Your instructions —
Convert the following records into a JSON list of strings, with one string for each line and blank lines omitted. Exclude the pictures from the result.

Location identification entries

---*---

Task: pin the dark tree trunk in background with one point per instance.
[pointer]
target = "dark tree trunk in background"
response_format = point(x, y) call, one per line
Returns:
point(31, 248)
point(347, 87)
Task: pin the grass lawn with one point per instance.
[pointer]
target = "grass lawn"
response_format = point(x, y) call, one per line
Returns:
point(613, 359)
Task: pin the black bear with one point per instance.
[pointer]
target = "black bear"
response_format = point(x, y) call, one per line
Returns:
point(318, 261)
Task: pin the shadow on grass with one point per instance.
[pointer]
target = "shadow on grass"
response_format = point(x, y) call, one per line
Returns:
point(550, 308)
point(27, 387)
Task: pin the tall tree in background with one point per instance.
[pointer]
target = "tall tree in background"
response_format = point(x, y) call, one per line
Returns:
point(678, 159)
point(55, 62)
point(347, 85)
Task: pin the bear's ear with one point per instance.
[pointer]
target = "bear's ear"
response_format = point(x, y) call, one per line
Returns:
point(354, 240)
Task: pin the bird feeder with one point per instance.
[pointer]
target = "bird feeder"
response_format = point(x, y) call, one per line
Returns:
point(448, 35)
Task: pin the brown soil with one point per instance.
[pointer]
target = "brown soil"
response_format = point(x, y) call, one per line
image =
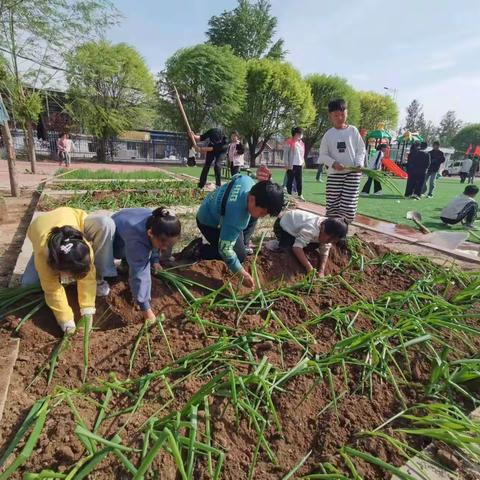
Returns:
point(298, 407)
point(13, 228)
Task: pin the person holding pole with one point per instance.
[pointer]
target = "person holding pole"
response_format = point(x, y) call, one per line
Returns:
point(215, 151)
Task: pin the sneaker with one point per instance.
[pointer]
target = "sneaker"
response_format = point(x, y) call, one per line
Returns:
point(122, 269)
point(192, 250)
point(103, 288)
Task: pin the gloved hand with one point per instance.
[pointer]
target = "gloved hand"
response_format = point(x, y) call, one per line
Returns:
point(68, 327)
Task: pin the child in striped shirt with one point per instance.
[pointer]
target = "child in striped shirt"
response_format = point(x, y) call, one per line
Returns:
point(343, 149)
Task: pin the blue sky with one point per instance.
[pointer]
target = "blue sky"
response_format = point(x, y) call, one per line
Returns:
point(426, 49)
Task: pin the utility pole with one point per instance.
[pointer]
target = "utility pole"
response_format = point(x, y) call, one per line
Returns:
point(10, 150)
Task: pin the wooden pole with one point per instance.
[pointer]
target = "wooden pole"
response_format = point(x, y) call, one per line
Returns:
point(184, 116)
point(9, 150)
point(11, 159)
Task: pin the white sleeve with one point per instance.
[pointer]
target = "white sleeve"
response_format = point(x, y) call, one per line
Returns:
point(324, 156)
point(306, 236)
point(360, 151)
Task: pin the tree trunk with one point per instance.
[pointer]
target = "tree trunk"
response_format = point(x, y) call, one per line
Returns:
point(101, 150)
point(32, 156)
point(11, 158)
point(252, 146)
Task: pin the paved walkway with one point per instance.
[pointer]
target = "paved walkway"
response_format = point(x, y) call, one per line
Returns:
point(467, 252)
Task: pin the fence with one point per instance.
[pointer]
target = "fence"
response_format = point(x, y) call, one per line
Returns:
point(163, 147)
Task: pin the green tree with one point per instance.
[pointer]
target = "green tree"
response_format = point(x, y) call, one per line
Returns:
point(35, 35)
point(110, 90)
point(466, 136)
point(414, 111)
point(325, 88)
point(427, 129)
point(449, 127)
point(277, 99)
point(211, 84)
point(249, 29)
point(375, 109)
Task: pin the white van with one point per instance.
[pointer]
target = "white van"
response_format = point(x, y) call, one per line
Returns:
point(452, 167)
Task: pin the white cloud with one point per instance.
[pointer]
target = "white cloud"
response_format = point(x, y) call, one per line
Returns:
point(459, 93)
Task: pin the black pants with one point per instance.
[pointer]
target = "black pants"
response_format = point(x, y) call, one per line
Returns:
point(295, 173)
point(467, 215)
point(415, 183)
point(377, 186)
point(208, 162)
point(210, 251)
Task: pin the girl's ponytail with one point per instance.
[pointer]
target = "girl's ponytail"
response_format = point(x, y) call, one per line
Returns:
point(164, 222)
point(68, 251)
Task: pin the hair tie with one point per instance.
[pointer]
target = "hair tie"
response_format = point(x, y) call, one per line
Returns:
point(66, 248)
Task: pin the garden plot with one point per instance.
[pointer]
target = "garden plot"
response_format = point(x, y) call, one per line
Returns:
point(122, 190)
point(342, 377)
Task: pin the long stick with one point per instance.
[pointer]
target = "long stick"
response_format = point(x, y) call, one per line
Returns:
point(184, 116)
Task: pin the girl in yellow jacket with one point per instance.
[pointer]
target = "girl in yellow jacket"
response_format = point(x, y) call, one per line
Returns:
point(61, 252)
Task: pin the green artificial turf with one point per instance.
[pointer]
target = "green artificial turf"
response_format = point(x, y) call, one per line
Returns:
point(390, 206)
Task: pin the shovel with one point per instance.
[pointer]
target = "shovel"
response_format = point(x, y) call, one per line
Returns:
point(417, 219)
point(447, 240)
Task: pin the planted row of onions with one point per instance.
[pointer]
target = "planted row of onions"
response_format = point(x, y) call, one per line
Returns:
point(433, 319)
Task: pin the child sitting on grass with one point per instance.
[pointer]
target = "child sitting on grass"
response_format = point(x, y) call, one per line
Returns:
point(462, 209)
point(298, 229)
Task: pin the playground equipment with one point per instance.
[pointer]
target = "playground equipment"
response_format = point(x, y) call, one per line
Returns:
point(377, 137)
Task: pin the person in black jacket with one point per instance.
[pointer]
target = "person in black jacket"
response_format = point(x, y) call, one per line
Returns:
point(216, 151)
point(417, 166)
point(436, 160)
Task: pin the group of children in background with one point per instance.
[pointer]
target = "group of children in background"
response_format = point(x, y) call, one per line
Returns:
point(68, 244)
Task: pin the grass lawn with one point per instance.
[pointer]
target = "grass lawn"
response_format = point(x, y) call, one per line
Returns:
point(390, 206)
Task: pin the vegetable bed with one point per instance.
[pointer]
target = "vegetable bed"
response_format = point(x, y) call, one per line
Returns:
point(342, 377)
point(118, 199)
point(122, 185)
point(105, 173)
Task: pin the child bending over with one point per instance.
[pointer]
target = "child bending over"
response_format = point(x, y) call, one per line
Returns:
point(298, 229)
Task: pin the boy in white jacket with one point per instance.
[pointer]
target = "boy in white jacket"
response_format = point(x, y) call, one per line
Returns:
point(342, 148)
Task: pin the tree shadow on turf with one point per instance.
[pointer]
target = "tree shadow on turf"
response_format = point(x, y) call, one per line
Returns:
point(387, 196)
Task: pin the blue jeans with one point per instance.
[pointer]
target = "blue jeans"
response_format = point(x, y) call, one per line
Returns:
point(99, 230)
point(430, 179)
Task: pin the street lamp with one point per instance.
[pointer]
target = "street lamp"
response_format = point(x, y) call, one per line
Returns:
point(394, 90)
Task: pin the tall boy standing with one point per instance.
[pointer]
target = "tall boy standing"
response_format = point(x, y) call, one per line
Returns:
point(342, 148)
point(294, 153)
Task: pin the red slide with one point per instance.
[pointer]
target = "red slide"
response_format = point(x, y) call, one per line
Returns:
point(391, 166)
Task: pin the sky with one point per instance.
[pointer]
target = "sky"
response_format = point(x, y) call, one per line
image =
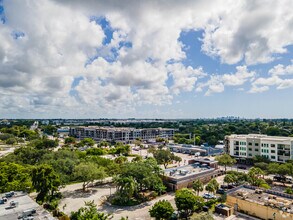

---*---

Output of the task —
[
  "Task: pin the dark tree trunk in background with one point per instance.",
  "[pointer]",
  "target = \"dark tree trunk in background\"",
  "response_format = point(x, y) call, one per line",
  "Returns:",
  "point(31, 248)",
  "point(347, 87)",
  "Task: pin the grass lawn with one point per instance.",
  "[pointer]",
  "target = \"grass lawn\"",
  "response_format = point(x, y) call, one per line",
  "Returns:",
  "point(613, 359)",
  "Task: pin the black bear with one point per instance.",
  "[pointer]",
  "target = \"black bear\"",
  "response_format = point(x, y) call, one per line",
  "Returns:",
  "point(318, 261)",
  "Task: pin the shadow on grass with one point per instance.",
  "[pointer]",
  "target = \"shadow on grass\"",
  "response_format = point(x, y) call, one per line",
  "Returns:",
  "point(550, 308)",
  "point(27, 387)",
  "Task: pin the tall tree in background with one point per instance.",
  "[pointer]",
  "target = \"tall tree in background\"",
  "response_format = point(x, y) call, one per line",
  "Returns:",
  "point(678, 159)",
  "point(55, 62)",
  "point(347, 85)",
  "Task: pin the bear's ear with one point per instance.",
  "[pointer]",
  "target = \"bear's ear\"",
  "response_format = point(x, y) call, one per line",
  "Returns:",
  "point(354, 240)",
  "Task: pin the bird feeder with one point per instance.",
  "[pointer]",
  "target = \"bird feeder\"",
  "response_format = point(x, y) call, one per line",
  "Returns:",
  "point(448, 35)",
  "Task: pin the brown soil with one point per instance.",
  "[pointer]",
  "target = \"brown soil\"",
  "response_format = point(x, y) call, one per line",
  "image =",
  "Returns:",
  "point(298, 407)",
  "point(13, 228)",
  "Task: pin the person holding pole with one point per instance.",
  "[pointer]",
  "target = \"person holding pole\"",
  "response_format = point(x, y) call, one per line",
  "Returns:",
  "point(215, 151)",
  "Task: pin the sneaker with one point per instance.",
  "[pointer]",
  "target = \"sneaker\"",
  "response_format = point(x, y) call, one per line",
  "Returns:",
  "point(122, 269)",
  "point(192, 250)",
  "point(103, 288)",
  "Task: pin the gloved hand with one point per instance.",
  "[pointer]",
  "target = \"gloved hand\"",
  "response_format = point(x, y) call, one per line",
  "Returns:",
  "point(68, 327)",
  "Task: pin the child in striped shirt with one point per instance.",
  "[pointer]",
  "target = \"child in striped shirt\"",
  "response_format = point(x, y) call, one per line",
  "Returns:",
  "point(343, 149)",
  "Task: pin the blue sky with one point per instance.",
  "[pointer]",
  "target = \"blue sky\"",
  "response_format = point(x, y) call, one per line",
  "Returns:",
  "point(426, 49)",
  "Task: pin the utility pole with one point per instance.",
  "[pointer]",
  "target = \"utility pole\"",
  "response_format = point(x, y) call, one per line",
  "Returns:",
  "point(10, 150)",
  "Task: pin the wooden pole with one point per instance.",
  "[pointer]",
  "target = \"wooden pole\"",
  "response_format = point(x, y) call, one per line",
  "Returns:",
  "point(184, 116)",
  "point(9, 150)",
  "point(11, 159)",
  "Task: pin the white sleeve with one point per instance.",
  "[pointer]",
  "target = \"white sleeve\"",
  "response_format = point(x, y) call, one per line",
  "Returns:",
  "point(324, 156)",
  "point(306, 236)",
  "point(360, 151)",
  "Task: pin the tree trunk with one point per instance.",
  "[pointer]",
  "target = \"tree trunk\"",
  "response_format = point(x, y) call, one per line",
  "Returns:",
  "point(101, 150)",
  "point(32, 156)",
  "point(11, 158)",
  "point(252, 146)",
  "Task: pin the paved walkway with one point per instance.",
  "[pointer]",
  "target = \"paved walkway\"",
  "response_format = point(x, y) call, one per line",
  "Returns:",
  "point(467, 252)",
  "Task: pin the fence with one point per instance.",
  "[pointer]",
  "target = \"fence\"",
  "response_format = point(x, y) call, one per line",
  "Returns:",
  "point(163, 147)",
  "Task: pin the green tree with one point per instance.",
  "[pointer]",
  "target = \"green tree\"",
  "response_format = point(x, y) call, one per line",
  "Returns:",
  "point(35, 35)",
  "point(110, 90)",
  "point(466, 136)",
  "point(414, 111)",
  "point(325, 88)",
  "point(427, 129)",
  "point(449, 127)",
  "point(277, 99)",
  "point(211, 84)",
  "point(249, 29)",
  "point(375, 109)",
  "Task: pin the white van with one point per instance.",
  "[pointer]",
  "target = \"white van\"",
  "response_format = point(x, y) call, one per line",
  "Returns:",
  "point(452, 167)",
  "Task: pin the white cloud with one point per instance.",
  "[pointer]",
  "target = \"white cloud\"",
  "response_format = point(x, y) call, one per line",
  "Returns:",
  "point(459, 93)",
  "Task: pin the black pants with one point per instance.",
  "[pointer]",
  "target = \"black pants\"",
  "response_format = point(x, y) call, one per line",
  "Returns:",
  "point(295, 173)",
  "point(467, 215)",
  "point(415, 183)",
  "point(377, 186)",
  "point(208, 162)",
  "point(210, 251)",
  "Task: pin the girl's ponytail with one point per instance.",
  "[pointer]",
  "target = \"girl's ponytail\"",
  "response_format = point(x, y) call, one per line",
  "Returns:",
  "point(164, 222)",
  "point(68, 251)",
  "Task: pin the hair tie with one point per instance.",
  "[pointer]",
  "target = \"hair tie\"",
  "response_format = point(x, y) call, one per line",
  "Returns:",
  "point(66, 248)",
  "Task: pin the garden plot with one point per instance.",
  "[pointer]",
  "target = \"garden plot\"",
  "response_format = point(x, y) call, one per line",
  "Returns:",
  "point(122, 190)",
  "point(342, 377)",
  "Task: pin the long stick with one point per instance.",
  "[pointer]",
  "target = \"long stick\"",
  "response_format = point(x, y) call, one per line",
  "Returns:",
  "point(184, 116)",
  "Task: pin the girl in yellow jacket with one point per instance.",
  "[pointer]",
  "target = \"girl in yellow jacket\"",
  "response_format = point(x, y) call, one per line",
  "Returns:",
  "point(61, 252)",
  "Task: pin the green artificial turf with one point per instance.",
  "[pointer]",
  "target = \"green artificial turf\"",
  "response_format = point(x, y) call, one per line",
  "Returns:",
  "point(390, 206)",
  "Task: pin the shovel with one point per instance.",
  "[pointer]",
  "target = \"shovel\"",
  "response_format = point(x, y) call, one per line",
  "Returns:",
  "point(417, 219)",
  "point(447, 240)",
  "Task: pin the planted row of onions with one point per instance.",
  "[pointer]",
  "target = \"planted row of onions\"",
  "response_format = point(x, y) call, one per line",
  "Returns:",
  "point(433, 319)",
  "Task: pin the child sitting on grass with one point per instance.",
  "[pointer]",
  "target = \"child sitting on grass\"",
  "response_format = point(x, y) call, one per line",
  "Returns:",
  "point(462, 209)",
  "point(298, 229)",
  "Task: pin the playground equipment with one point per instance.",
  "[pointer]",
  "target = \"playground equipment\"",
  "response_format = point(x, y) call, one per line",
  "Returns:",
  "point(377, 137)",
  "Task: pin the person in black jacket with one point per instance.",
  "[pointer]",
  "target = \"person in black jacket\"",
  "response_format = point(x, y) call, one per line",
  "Returns:",
  "point(216, 151)",
  "point(417, 166)",
  "point(436, 160)",
  "Task: pin the group of children in background with one point per instance.",
  "[pointer]",
  "target = \"group of children in background\"",
  "response_format = point(x, y) call, one per line",
  "Returns:",
  "point(68, 244)",
  "Task: pin the grass lawn with one point per instance.",
  "[pointer]",
  "target = \"grass lawn\"",
  "response_format = point(x, y) call, one per line",
  "Returns:",
  "point(390, 206)",
  "Task: pin the vegetable bed with one point per instance.",
  "[pointer]",
  "target = \"vegetable bed\"",
  "response_format = point(x, y) call, one per line",
  "Returns:",
  "point(342, 377)",
  "point(118, 199)",
  "point(122, 185)",
  "point(105, 173)",
  "Task: pin the child bending over with one point per instance.",
  "[pointer]",
  "target = \"child bending over\"",
  "response_format = point(x, y) call, one per line",
  "Returns:",
  "point(298, 229)",
  "Task: pin the boy in white jacket with one point per instance.",
  "[pointer]",
  "target = \"boy in white jacket\"",
  "response_format = point(x, y) call, one per line",
  "Returns:",
  "point(342, 148)",
  "Task: pin the tree shadow on turf with one point per instance.",
  "[pointer]",
  "target = \"tree shadow on turf\"",
  "response_format = point(x, y) call, one per line",
  "Returns:",
  "point(387, 196)",
  "Task: pin the blue jeans with one point per instance.",
  "[pointer]",
  "target = \"blue jeans\"",
  "response_format = point(x, y) call, one per line",
  "Returns:",
  "point(99, 230)",
  "point(430, 179)",
  "Task: pin the street lamp with one point per instance.",
  "[pointer]",
  "target = \"street lamp\"",
  "response_format = point(x, y) call, one per line",
  "Returns:",
  "point(394, 90)",
  "Task: pin the tall boy standing with one point per instance.",
  "[pointer]",
  "target = \"tall boy standing\"",
  "response_format = point(x, y) call, one per line",
  "Returns:",
  "point(342, 148)",
  "point(294, 153)",
  "Task: pin the red slide with one point per instance.",
  "[pointer]",
  "target = \"red slide\"",
  "response_format = point(x, y) call, one per line",
  "Returns:",
  "point(391, 166)",
  "Task: pin the sky with one point per instance.",
  "[pointer]",
  "target = \"sky\"",
  "response_format = point(x, y) call, one per line",
  "image ="
]